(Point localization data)
::::

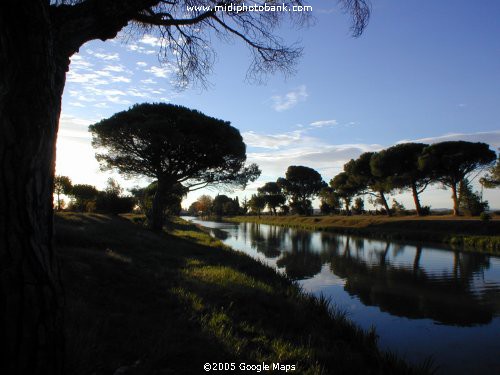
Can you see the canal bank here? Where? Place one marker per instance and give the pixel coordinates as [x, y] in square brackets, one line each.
[463, 233]
[173, 302]
[424, 300]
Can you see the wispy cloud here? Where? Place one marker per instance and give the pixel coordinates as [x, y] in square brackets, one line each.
[272, 141]
[492, 138]
[151, 40]
[160, 72]
[290, 99]
[323, 123]
[104, 56]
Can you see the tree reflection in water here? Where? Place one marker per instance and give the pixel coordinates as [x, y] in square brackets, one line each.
[402, 289]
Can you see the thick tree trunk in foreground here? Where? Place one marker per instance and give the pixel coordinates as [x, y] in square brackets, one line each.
[454, 196]
[31, 85]
[384, 202]
[414, 191]
[158, 209]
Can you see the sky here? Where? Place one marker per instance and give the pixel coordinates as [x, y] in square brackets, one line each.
[425, 71]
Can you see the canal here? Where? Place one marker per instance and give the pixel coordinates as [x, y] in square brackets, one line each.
[425, 301]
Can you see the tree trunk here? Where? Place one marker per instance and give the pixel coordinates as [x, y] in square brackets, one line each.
[347, 202]
[454, 196]
[158, 214]
[32, 78]
[58, 201]
[414, 191]
[384, 202]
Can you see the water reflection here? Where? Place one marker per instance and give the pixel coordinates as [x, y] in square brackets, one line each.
[388, 275]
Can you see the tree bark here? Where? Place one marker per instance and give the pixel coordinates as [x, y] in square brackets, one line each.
[158, 214]
[384, 202]
[32, 78]
[414, 191]
[454, 196]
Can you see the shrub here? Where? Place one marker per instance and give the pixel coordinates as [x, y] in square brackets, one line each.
[484, 216]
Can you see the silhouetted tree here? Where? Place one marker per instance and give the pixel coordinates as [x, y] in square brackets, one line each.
[329, 200]
[84, 197]
[301, 184]
[451, 162]
[172, 200]
[345, 188]
[399, 163]
[204, 205]
[492, 178]
[174, 145]
[62, 185]
[222, 205]
[273, 195]
[359, 206]
[360, 175]
[257, 203]
[470, 202]
[31, 85]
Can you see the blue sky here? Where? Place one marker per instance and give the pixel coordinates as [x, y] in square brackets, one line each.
[423, 70]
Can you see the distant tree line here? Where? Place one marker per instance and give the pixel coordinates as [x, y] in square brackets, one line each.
[404, 167]
[87, 198]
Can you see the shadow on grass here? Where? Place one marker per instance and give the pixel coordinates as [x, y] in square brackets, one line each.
[168, 303]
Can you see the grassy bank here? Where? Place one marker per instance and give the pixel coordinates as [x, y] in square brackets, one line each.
[467, 233]
[168, 303]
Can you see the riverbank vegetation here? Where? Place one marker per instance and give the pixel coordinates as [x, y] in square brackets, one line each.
[161, 303]
[465, 233]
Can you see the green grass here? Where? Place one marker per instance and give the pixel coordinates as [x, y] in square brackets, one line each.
[168, 303]
[464, 233]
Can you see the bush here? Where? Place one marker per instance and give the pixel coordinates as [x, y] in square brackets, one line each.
[113, 204]
[425, 210]
[484, 216]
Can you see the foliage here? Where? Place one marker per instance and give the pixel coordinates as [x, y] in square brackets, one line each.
[470, 202]
[257, 203]
[484, 216]
[492, 178]
[84, 196]
[62, 185]
[222, 205]
[400, 164]
[361, 177]
[174, 145]
[451, 162]
[171, 200]
[329, 201]
[345, 188]
[359, 206]
[301, 184]
[202, 206]
[218, 303]
[397, 207]
[273, 195]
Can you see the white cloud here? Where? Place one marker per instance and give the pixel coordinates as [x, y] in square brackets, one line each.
[151, 40]
[323, 123]
[104, 56]
[148, 81]
[272, 141]
[115, 68]
[290, 99]
[160, 72]
[120, 79]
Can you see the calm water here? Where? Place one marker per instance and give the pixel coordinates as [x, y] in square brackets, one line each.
[423, 300]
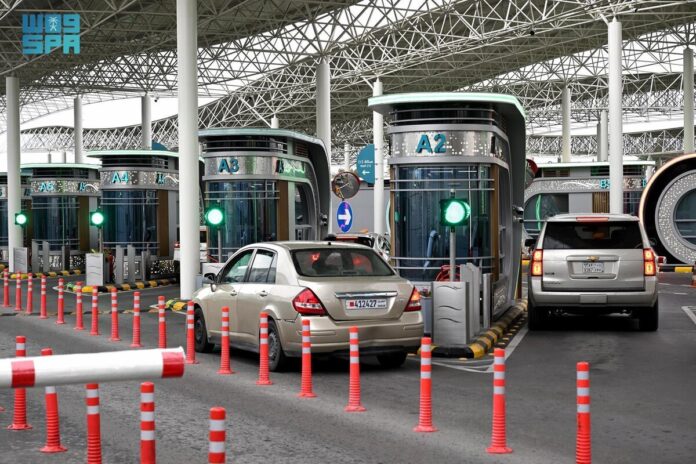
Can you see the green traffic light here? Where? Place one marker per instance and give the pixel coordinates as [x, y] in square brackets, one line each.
[96, 218]
[454, 212]
[21, 219]
[214, 216]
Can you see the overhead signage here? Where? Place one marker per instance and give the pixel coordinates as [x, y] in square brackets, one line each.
[75, 187]
[365, 164]
[436, 145]
[344, 216]
[42, 33]
[140, 179]
[345, 185]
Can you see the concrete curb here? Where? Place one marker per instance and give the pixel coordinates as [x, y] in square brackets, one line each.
[487, 339]
[124, 287]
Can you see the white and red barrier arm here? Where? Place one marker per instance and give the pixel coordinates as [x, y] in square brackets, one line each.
[86, 368]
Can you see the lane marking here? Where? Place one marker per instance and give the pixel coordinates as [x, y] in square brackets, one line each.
[689, 310]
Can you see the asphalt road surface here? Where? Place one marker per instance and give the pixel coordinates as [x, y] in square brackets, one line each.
[642, 397]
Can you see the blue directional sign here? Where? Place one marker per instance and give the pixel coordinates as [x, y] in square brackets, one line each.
[365, 165]
[344, 216]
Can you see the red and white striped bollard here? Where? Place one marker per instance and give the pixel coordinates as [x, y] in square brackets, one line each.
[147, 423]
[79, 315]
[114, 316]
[264, 376]
[225, 343]
[425, 416]
[19, 416]
[306, 390]
[162, 342]
[354, 403]
[583, 441]
[499, 433]
[190, 335]
[61, 302]
[93, 424]
[217, 436]
[52, 419]
[95, 312]
[42, 310]
[136, 321]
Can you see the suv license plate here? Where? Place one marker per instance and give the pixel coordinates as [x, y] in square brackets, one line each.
[592, 268]
[364, 303]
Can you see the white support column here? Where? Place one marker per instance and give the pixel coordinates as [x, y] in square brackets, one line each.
[77, 130]
[346, 157]
[146, 121]
[688, 83]
[324, 113]
[189, 214]
[615, 120]
[378, 134]
[603, 141]
[565, 125]
[14, 191]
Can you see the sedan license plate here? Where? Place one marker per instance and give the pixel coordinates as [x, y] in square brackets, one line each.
[366, 303]
[593, 268]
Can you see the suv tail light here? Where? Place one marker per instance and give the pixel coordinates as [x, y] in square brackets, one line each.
[414, 301]
[649, 267]
[537, 263]
[308, 304]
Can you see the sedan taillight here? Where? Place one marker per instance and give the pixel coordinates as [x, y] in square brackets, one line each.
[649, 267]
[537, 263]
[308, 304]
[414, 301]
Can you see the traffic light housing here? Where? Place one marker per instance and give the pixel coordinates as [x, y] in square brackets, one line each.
[21, 219]
[454, 212]
[97, 218]
[214, 216]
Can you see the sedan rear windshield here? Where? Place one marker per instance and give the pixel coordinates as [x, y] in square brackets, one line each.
[597, 235]
[339, 262]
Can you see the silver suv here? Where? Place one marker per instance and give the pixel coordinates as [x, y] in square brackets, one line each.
[593, 264]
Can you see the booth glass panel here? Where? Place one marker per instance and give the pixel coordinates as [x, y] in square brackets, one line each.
[250, 213]
[131, 219]
[55, 221]
[421, 243]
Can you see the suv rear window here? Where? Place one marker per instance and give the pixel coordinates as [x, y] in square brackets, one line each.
[598, 235]
[339, 262]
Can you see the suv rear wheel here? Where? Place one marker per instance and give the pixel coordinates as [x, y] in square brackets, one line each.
[648, 318]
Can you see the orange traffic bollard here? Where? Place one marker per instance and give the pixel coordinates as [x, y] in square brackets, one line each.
[52, 419]
[306, 390]
[225, 343]
[425, 416]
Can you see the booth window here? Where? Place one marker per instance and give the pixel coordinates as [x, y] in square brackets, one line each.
[55, 221]
[250, 208]
[685, 217]
[541, 207]
[131, 219]
[422, 244]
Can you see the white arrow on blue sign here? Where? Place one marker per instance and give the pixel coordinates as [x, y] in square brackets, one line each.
[344, 216]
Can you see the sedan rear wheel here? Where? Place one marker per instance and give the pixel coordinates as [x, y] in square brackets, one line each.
[277, 361]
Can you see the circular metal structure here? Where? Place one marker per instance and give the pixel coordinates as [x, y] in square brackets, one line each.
[345, 185]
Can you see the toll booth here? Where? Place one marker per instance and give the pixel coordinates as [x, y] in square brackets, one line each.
[474, 145]
[272, 184]
[580, 187]
[139, 199]
[4, 224]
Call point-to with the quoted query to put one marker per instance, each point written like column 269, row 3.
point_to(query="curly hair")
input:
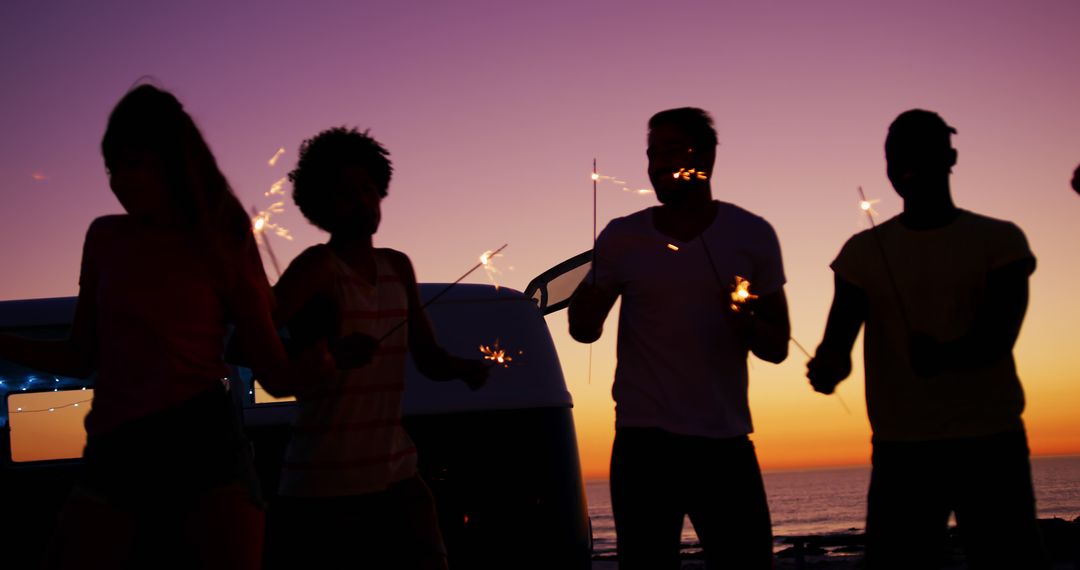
column 322, row 158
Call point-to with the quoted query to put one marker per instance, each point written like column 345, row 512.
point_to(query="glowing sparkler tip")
column 496, row 354
column 741, row 294
column 273, row 160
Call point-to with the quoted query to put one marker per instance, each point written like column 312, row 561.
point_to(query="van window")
column 48, row 425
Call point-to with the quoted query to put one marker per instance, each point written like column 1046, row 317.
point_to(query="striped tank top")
column 348, row 436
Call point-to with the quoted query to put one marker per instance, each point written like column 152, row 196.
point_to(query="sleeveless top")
column 161, row 317
column 348, row 437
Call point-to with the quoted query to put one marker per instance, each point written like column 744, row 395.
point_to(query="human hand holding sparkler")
column 827, row 368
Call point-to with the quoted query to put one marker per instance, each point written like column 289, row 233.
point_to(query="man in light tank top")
column 682, row 410
column 349, row 484
column 942, row 293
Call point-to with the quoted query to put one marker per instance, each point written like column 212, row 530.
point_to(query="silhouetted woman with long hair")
column 167, row 472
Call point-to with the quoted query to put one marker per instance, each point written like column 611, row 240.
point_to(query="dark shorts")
column 396, row 528
column 986, row 482
column 659, row 477
column 171, row 457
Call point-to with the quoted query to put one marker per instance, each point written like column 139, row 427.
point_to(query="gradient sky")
column 493, row 112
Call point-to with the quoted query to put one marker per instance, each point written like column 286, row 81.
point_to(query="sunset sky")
column 494, row 111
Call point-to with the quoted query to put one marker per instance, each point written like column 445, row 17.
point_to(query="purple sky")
column 493, row 112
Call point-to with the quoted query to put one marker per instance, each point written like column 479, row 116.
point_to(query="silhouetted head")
column 919, row 152
column 680, row 140
column 161, row 167
column 340, row 178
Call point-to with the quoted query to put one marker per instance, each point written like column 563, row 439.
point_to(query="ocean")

::::

WHAT IS EXPECTED - Copy out the lines beginning at the one that contains "in light tank". Stop at the final line of the data, and include it.

SOLUTION FOR THIS TASK -
point_to(query="man in light tank top")
column 682, row 410
column 349, row 484
column 942, row 293
Call point-to with the quoted query to put one marker per instance, each point written like column 212, row 530.
point_to(query="silhouetted woman with long hair")
column 167, row 472
Call point-to with the quoted query to put one marker per instance, each point written like column 611, row 240.
point_to(query="dark shorts")
column 396, row 528
column 986, row 482
column 659, row 477
column 171, row 457
Call point-to with the quoted query to put one marker per instance, each point written like column 139, row 427.
point_to(query="gradient sky")
column 493, row 112
Call point-to with the quoted query to put one marker per instance, each point written like column 286, row 81.
point_to(query="sunset sky")
column 494, row 111
Call point-to with the quoted query to put one marker per instance, each point written like column 445, row 17.
point_to(query="purple sky")
column 493, row 112
Call point-to with the quoted query to put one marker per instance, each point written like column 479, row 116.
point_to(query="silhouetted head")
column 919, row 152
column 680, row 140
column 161, row 167
column 340, row 178
Call point-to with the quoted query to put one marker per instance, each point written like column 563, row 439.
point_to(query="ocean")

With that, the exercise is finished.